__Task input__
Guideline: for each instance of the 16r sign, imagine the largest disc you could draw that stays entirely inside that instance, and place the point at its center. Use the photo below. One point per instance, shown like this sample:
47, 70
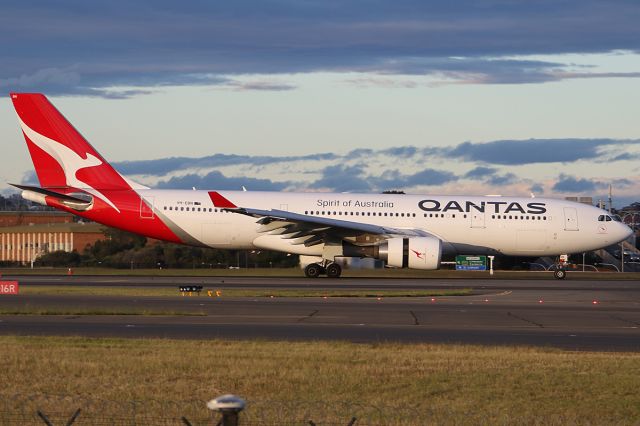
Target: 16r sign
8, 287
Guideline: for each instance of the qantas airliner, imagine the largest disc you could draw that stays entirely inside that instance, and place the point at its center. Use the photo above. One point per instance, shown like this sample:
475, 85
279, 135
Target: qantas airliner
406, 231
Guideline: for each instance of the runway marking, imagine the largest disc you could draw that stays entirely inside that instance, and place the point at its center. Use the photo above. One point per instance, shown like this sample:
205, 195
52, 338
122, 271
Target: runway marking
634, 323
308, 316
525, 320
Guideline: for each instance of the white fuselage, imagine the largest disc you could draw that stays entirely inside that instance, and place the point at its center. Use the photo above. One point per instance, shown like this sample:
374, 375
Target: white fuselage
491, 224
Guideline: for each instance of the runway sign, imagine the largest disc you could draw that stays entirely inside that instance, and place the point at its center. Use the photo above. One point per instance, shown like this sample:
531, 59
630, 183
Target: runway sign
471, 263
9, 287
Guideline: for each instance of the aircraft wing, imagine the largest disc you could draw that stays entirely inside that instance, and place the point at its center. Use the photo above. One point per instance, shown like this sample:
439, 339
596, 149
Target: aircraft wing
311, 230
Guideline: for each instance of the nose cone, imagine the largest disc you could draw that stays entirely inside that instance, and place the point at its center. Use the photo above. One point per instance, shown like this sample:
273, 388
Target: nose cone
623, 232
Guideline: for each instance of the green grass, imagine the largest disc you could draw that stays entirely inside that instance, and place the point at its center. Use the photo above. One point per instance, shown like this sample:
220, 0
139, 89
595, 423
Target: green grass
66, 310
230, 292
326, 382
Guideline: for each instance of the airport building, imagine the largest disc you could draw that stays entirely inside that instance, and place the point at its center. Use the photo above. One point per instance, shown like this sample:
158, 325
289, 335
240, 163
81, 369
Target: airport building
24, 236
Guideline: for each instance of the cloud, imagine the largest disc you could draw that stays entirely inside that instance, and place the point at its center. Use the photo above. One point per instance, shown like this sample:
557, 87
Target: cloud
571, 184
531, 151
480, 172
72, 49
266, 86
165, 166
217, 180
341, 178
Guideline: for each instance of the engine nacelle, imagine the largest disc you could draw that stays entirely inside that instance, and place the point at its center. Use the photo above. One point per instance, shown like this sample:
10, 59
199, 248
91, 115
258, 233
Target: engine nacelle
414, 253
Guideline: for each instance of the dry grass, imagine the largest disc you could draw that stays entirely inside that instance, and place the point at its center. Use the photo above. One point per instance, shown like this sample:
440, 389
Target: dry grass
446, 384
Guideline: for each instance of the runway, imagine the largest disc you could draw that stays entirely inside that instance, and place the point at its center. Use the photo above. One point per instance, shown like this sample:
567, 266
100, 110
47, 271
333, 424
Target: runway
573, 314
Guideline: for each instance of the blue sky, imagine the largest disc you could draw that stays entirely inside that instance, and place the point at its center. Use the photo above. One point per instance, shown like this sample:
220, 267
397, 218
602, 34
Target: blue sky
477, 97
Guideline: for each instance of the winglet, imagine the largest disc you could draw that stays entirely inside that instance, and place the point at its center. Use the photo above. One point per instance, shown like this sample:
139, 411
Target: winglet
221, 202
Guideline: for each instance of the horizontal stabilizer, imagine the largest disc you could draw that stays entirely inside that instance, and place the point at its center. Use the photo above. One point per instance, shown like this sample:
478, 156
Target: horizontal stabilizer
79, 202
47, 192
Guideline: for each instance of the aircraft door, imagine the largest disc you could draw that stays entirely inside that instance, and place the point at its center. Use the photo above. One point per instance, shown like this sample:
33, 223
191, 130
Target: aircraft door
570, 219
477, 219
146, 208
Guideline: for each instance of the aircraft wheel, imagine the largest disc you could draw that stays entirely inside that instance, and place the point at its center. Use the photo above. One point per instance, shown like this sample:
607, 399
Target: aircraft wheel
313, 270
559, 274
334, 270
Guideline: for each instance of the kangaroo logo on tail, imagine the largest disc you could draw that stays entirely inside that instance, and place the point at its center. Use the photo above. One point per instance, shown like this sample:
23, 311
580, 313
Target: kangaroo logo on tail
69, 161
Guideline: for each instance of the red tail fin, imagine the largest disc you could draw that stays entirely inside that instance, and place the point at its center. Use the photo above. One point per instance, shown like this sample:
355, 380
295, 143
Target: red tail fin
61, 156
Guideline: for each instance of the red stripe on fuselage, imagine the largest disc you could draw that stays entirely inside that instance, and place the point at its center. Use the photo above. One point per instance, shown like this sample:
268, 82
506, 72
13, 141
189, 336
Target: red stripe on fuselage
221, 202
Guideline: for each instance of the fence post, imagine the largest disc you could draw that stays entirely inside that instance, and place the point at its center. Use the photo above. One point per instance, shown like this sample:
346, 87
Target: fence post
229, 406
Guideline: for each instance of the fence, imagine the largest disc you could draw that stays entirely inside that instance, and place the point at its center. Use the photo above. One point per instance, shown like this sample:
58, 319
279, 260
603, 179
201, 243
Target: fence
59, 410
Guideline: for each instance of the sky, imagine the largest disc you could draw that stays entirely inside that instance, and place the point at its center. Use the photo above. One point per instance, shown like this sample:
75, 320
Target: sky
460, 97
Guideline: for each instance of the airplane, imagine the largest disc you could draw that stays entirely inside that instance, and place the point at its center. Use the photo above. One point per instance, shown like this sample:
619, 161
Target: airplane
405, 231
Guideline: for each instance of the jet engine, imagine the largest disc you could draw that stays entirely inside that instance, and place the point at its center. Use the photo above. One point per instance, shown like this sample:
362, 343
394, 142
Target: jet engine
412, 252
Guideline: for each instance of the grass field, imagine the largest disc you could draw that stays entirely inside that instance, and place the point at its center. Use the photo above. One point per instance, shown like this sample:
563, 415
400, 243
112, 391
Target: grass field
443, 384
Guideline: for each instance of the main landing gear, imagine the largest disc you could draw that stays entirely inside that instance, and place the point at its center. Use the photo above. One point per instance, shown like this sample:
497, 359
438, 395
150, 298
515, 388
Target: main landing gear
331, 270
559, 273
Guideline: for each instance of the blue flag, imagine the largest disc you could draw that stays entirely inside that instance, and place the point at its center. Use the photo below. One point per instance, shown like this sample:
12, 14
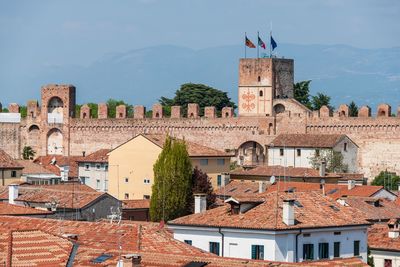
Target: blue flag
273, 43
==
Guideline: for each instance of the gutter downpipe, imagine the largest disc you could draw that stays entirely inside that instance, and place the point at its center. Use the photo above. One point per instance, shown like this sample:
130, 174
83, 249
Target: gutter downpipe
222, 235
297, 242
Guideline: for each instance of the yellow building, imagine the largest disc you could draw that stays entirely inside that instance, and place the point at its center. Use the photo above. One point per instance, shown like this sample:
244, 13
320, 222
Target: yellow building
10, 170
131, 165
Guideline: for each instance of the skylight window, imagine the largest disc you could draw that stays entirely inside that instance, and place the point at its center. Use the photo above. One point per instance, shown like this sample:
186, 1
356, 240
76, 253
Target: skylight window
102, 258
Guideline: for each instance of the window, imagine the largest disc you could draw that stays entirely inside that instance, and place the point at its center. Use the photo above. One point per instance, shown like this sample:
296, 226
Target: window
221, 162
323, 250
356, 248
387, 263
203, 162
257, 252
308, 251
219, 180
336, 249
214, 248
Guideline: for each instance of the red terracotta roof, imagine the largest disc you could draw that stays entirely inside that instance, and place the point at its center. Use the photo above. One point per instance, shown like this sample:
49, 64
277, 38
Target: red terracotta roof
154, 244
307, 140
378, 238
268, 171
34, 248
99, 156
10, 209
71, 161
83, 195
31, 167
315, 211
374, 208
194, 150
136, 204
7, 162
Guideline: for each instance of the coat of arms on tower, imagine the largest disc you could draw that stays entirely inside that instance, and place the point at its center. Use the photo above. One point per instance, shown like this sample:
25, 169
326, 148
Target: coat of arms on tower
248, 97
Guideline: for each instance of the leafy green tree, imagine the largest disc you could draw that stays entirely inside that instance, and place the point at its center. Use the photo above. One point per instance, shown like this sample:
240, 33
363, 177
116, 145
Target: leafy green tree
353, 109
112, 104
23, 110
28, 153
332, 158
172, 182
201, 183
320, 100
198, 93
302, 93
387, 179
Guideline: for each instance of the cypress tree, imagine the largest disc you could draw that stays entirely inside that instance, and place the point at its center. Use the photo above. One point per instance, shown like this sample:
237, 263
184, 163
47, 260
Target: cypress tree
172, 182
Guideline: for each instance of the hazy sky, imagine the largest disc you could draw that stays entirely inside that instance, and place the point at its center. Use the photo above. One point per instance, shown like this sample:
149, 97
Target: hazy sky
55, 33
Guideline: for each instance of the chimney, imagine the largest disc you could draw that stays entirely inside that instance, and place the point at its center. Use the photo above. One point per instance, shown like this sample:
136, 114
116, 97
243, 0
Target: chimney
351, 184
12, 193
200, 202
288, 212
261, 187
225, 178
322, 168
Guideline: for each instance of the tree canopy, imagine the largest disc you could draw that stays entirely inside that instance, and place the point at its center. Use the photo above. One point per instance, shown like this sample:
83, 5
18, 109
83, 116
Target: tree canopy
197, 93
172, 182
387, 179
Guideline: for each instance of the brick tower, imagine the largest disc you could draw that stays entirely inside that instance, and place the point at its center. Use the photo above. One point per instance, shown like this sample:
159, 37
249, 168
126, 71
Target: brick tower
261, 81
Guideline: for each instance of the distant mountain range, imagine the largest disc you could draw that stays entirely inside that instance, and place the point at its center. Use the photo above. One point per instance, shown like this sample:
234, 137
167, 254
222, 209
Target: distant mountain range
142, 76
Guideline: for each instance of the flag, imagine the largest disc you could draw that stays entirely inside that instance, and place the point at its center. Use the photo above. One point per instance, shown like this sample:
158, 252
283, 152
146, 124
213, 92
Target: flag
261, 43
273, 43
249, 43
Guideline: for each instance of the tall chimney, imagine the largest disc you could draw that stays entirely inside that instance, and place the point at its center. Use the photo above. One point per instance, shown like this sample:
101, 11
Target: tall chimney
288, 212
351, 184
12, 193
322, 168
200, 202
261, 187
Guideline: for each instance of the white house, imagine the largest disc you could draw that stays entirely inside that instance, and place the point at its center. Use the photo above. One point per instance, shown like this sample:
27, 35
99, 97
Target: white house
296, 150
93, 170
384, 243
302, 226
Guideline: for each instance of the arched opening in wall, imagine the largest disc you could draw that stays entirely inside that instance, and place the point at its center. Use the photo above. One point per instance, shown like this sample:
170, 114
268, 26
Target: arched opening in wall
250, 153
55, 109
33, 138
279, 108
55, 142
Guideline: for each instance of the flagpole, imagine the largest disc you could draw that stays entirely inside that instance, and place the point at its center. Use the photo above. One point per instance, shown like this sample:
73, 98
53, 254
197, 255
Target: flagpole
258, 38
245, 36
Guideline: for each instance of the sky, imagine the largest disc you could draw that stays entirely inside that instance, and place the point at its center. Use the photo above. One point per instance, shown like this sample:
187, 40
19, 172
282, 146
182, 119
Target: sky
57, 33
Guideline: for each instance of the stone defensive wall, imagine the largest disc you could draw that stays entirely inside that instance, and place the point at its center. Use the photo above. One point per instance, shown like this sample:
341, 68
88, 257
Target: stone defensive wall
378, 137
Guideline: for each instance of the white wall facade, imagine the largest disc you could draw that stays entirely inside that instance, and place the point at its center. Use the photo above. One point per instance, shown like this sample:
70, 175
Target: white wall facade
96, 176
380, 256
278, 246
==
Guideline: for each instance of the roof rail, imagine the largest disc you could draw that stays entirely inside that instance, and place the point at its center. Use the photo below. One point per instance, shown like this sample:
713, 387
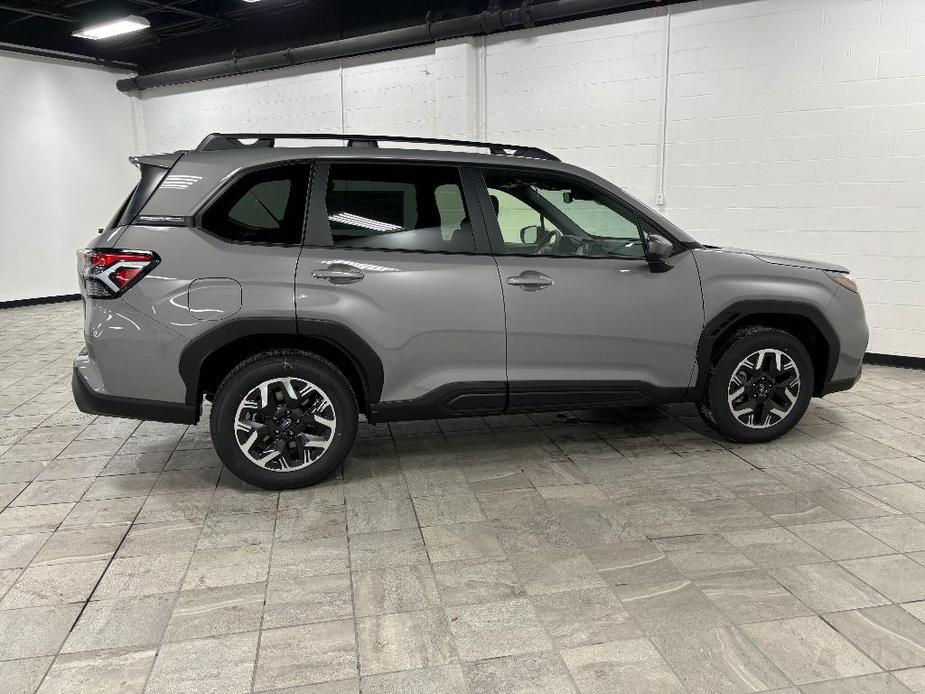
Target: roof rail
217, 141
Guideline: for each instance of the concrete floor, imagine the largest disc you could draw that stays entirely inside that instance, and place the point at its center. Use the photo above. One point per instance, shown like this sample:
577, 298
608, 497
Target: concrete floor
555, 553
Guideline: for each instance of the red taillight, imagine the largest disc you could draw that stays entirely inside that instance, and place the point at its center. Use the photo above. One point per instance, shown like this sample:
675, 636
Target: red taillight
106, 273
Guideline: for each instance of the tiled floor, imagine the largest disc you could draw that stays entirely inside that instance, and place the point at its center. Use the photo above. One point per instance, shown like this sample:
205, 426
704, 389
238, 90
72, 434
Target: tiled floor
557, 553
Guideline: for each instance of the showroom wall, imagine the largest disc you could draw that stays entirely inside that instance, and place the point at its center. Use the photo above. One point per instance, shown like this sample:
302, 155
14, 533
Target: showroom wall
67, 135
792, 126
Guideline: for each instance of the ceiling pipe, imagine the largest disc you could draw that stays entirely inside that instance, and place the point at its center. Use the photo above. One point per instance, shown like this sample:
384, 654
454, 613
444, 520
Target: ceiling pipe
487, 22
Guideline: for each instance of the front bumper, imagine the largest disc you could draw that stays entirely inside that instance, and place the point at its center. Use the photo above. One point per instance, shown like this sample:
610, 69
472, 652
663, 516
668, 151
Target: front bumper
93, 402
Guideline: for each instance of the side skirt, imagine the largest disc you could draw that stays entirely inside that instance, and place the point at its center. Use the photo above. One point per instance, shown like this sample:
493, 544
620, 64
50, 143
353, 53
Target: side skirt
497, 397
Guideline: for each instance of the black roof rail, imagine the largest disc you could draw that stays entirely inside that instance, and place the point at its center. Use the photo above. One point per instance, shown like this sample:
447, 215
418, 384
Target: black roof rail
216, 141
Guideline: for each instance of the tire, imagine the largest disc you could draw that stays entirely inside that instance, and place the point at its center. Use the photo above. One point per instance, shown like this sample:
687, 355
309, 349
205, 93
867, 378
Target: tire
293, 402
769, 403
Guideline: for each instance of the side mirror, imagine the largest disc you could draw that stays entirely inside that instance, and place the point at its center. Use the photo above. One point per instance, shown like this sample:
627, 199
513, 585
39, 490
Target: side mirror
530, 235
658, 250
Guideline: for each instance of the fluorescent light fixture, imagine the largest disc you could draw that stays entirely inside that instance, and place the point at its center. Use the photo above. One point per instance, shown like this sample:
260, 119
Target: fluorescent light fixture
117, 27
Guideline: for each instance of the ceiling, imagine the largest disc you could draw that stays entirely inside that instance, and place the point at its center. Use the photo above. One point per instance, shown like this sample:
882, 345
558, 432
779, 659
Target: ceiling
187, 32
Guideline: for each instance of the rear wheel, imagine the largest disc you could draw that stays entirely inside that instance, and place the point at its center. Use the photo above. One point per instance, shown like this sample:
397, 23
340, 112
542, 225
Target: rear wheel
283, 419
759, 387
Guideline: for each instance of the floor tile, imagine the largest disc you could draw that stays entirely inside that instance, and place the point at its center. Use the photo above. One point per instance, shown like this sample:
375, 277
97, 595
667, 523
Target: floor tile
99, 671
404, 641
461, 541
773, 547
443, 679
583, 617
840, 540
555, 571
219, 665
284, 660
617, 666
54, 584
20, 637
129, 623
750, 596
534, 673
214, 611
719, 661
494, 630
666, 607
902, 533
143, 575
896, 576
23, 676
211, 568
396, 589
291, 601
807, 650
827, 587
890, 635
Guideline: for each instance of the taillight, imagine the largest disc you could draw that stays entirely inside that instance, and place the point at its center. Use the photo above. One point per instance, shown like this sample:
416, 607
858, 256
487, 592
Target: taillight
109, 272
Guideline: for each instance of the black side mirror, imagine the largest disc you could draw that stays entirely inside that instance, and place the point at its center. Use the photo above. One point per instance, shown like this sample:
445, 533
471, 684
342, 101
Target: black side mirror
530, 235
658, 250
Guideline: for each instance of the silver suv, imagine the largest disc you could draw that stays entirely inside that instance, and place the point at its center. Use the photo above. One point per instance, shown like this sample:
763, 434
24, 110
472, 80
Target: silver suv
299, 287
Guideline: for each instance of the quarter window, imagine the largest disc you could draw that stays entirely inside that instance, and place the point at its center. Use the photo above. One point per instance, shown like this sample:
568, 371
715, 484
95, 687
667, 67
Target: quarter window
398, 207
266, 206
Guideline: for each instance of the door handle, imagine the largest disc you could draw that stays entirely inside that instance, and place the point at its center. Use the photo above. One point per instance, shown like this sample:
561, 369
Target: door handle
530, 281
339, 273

__Task prompt__
Please show every line of the entries above that contains the word "below".

__Output of the task__
Guideline: for each instance of the 16r sign, imagine the largest disc you could draw that stays entirely inside that instance, and place the point at its center. Use the photo below. One point per instance, shown like this sample:
Guideline: for each instance of the blue flag, imagine the largest disc you could draw that stays entirely inside that instance, and place the point at its center. Use the photo below. One point per instance, shown like this sample:
Guideline: for each instance of the roof rail, imagine the largest disc you could draw that stays entirely inside that instance, and place the point at its center. Use the photo below. One point per instance, shown like this sample:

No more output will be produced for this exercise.